§ **Dataset**:
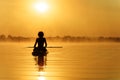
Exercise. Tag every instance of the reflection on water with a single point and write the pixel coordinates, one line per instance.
(42, 75)
(83, 61)
(41, 62)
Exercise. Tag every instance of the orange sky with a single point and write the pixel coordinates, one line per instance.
(64, 17)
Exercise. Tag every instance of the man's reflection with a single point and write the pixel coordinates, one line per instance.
(41, 61)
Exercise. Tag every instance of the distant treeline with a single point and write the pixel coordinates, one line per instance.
(62, 39)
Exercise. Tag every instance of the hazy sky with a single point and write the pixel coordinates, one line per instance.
(64, 17)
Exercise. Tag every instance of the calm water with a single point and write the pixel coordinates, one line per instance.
(75, 61)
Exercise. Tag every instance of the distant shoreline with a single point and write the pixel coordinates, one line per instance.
(10, 38)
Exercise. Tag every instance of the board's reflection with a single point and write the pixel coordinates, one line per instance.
(41, 62)
(41, 75)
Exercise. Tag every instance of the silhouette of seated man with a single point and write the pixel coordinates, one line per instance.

§ **What you are asked to do**: Copy every line of the records above word for word, but leave the pictures out.

§ **Output for this exercise**:
Exercise. Tag every instance of the reflection on water with a single point and write the pixel coordinates, one line per instance.
(42, 75)
(83, 61)
(41, 62)
Exercise. Tag every instance of the orange sky with a single point and write the pixel coordinates, one line per instance.
(64, 17)
Exercise. Tag every instance of the man's reflection with a single point and write the pixel coordinates, one line per instance.
(41, 61)
Exercise. Tag every instance of the distant treeline with a single point and write the pixel coordinates, one line per instance.
(62, 39)
Exercise. Tag every instance of the hazy sky with a single point and write the pixel coordinates, one line per instance.
(64, 17)
Exercise. Tag every instance of the calm water with a single point and write the pixel coordinates, one line per instance.
(75, 61)
Exercise. Tag every instance of the distant shoreline with a single point and write the pixel coordinates, one line per instance.
(10, 38)
Exercise. Tag every instance of the board's reflection with a single point and write the pixel coordinates, one line per instance.
(41, 62)
(41, 75)
Exercise. Tag every instance of the silhouette of seated man with a single point and write the pixel coordinates, one line per instance.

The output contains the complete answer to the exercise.